▸ **What is needed**:
All lines from the one containing "Query: tall dry grass" down to the one containing "Query: red hatchback car", both ends included, are to be given again exactly; omit the rest of the listing below.

▸ **Input for this task**:
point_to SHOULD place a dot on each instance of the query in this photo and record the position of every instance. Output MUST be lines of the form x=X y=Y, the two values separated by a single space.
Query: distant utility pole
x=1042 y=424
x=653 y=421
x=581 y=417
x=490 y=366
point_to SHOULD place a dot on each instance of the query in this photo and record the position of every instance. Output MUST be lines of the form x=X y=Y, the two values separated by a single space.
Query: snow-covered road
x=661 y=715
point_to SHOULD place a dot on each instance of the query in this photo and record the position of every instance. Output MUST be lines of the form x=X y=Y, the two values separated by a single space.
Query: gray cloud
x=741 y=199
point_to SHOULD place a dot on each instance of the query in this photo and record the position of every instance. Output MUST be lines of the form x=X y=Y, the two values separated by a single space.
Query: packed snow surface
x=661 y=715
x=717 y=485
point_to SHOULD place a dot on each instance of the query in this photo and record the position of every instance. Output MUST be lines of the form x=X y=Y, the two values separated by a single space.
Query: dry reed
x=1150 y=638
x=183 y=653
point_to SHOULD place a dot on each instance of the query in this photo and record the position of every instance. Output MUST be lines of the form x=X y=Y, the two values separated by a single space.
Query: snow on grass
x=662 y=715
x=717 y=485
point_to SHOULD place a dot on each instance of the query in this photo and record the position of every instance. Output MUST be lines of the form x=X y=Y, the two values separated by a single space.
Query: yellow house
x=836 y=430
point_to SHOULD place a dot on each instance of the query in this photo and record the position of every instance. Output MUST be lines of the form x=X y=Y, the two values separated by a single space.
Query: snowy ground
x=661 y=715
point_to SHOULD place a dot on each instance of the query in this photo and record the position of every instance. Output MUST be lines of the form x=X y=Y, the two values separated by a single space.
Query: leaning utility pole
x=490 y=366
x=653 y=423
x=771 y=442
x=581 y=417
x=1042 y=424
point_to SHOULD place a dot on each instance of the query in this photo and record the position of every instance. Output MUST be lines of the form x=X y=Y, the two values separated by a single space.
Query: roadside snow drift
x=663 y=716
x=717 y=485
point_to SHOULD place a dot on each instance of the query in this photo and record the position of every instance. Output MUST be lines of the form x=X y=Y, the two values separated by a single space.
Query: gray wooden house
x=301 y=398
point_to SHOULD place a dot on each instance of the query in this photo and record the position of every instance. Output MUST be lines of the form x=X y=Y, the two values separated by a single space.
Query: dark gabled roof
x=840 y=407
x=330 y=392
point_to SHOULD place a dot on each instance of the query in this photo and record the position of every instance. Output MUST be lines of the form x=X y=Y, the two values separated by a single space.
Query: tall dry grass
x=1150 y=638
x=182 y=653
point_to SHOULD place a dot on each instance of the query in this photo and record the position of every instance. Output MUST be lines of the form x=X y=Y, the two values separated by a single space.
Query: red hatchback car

--

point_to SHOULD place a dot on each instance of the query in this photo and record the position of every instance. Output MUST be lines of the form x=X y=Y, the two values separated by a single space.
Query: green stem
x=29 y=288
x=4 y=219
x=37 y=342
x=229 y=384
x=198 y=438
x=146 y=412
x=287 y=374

==

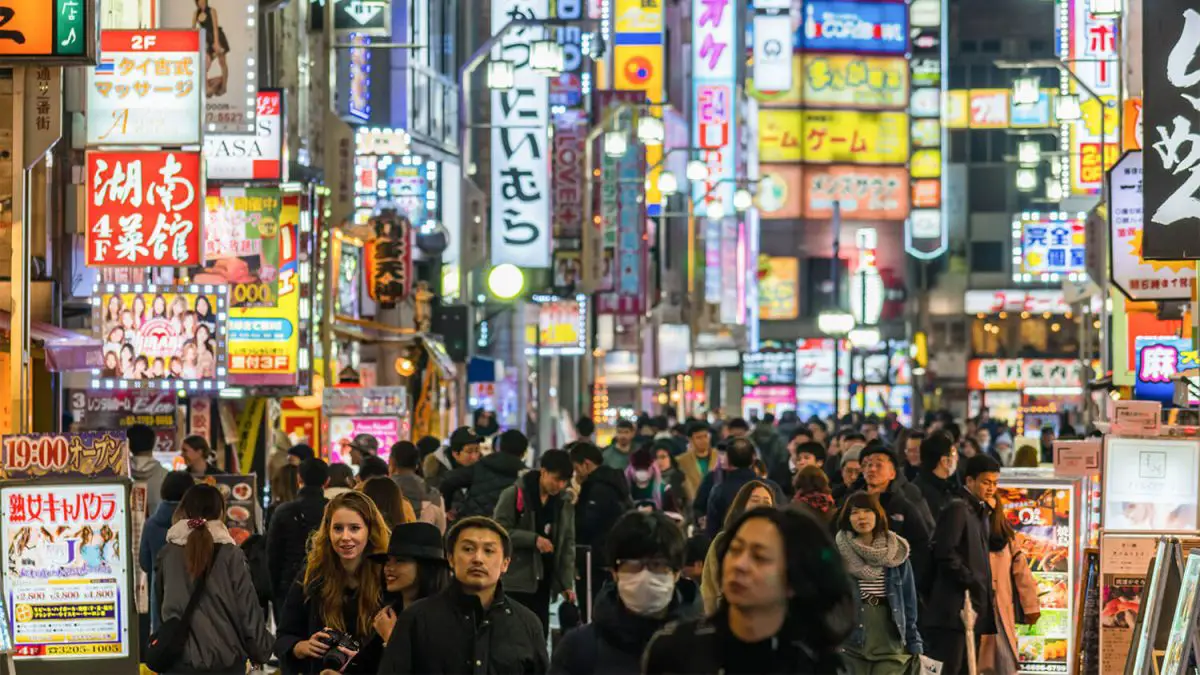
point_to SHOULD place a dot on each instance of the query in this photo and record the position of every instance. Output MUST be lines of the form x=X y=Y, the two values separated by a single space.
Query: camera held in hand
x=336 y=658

▸ **Your solution**:
Query: tall dry grass
x=1150 y=638
x=182 y=653
point_to SHOULD place a dot on each instance of the query in this photo and record the position of every instance. Output MUST be lines of the form x=X y=Y, the two values separated by a single space.
Query: red hatchback car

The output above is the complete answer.